WHAT YOU NEED TO DO:
Give back every record precisely.

DATA FOR ANALYSIS:
----------------------------------------
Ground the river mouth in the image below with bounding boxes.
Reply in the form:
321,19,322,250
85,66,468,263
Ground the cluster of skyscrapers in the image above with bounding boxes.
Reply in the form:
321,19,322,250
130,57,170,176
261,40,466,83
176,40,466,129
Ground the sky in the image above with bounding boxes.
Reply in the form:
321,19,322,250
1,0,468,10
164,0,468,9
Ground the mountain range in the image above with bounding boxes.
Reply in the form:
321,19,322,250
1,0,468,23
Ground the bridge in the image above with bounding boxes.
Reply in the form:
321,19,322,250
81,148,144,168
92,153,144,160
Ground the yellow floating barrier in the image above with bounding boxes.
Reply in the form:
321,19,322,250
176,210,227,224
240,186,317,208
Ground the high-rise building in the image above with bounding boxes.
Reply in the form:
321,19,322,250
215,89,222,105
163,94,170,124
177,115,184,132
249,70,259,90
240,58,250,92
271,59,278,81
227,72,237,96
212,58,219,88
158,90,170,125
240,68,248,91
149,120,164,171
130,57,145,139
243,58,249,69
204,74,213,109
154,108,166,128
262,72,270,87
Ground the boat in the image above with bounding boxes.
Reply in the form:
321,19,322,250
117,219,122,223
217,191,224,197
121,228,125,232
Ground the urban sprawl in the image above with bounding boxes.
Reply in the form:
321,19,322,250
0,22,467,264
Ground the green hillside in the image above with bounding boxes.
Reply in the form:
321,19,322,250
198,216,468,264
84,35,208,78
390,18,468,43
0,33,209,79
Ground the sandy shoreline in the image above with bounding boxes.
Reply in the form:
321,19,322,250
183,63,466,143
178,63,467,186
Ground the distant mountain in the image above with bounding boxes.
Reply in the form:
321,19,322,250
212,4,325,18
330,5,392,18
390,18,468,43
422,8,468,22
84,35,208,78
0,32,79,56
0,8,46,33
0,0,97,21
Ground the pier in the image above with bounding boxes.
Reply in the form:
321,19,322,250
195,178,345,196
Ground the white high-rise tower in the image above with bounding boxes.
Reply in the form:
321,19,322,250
----------------------------------------
COMPLETED TASK:
Ground the river mouth in the image below with bounding boxes.
Reply in the form:
321,19,322,250
85,66,468,263
Ground the cluster of skyscrapers in the image above with bounding boxes.
Reply in the form:
321,19,322,250
130,57,170,176
261,40,466,83
176,40,466,129
Ground the sky in the image above with bounding boxes.
Reply in the form:
321,19,322,250
1,0,468,10
164,0,468,9
Ground the mountain range in the image above with bounding boxes.
Reply in the form:
321,19,322,250
1,0,468,23
Ground the bridge in the image above with bounding boxes.
Reply in the form:
321,19,322,250
81,148,144,168
92,153,144,160
Ground the yellow floating barrier in the image above with bounding boxes.
Reply in the form:
321,19,322,250
176,210,227,224
240,186,317,208
Ground the high-rise building in the image above with bounding boxes.
Reply in the form:
321,19,322,250
215,89,222,105
163,94,170,124
177,115,184,132
249,70,259,90
240,58,250,92
271,59,278,81
227,72,237,96
212,58,219,88
158,90,170,125
240,68,248,91
149,120,164,171
130,57,145,139
243,58,249,69
204,74,213,109
154,108,166,128
262,72,270,87
Ground the boat in the image above with bounding boxes.
Reply in the form:
321,19,322,250
117,219,122,223
217,191,224,197
121,228,125,232
Ground the urban sprawl in the image above with bounding boxes.
Reply in the form:
321,19,322,250
0,22,467,264
Ground the green hillside in the image above with bounding boxes.
Reply in the form:
321,19,322,250
198,216,468,264
84,35,208,78
390,18,468,43
0,33,209,79
Ground the sandy shoreline in the image above with bounding boxes.
Reply in the form:
321,19,322,250
183,63,466,143
178,63,467,186
Ground the distant mountain in the image above with bounding boxes.
Reply in the form:
321,19,322,250
212,4,325,18
330,5,392,18
390,18,468,43
422,8,468,22
84,35,208,78
0,32,79,56
0,8,46,33
0,0,97,21
Ground the pier in the image above with bounding boxes.
Reply in the form:
321,19,322,250
195,178,345,196
Ground the white high-rise tower in the image above with bounding boxes.
Reply in the form:
321,19,322,250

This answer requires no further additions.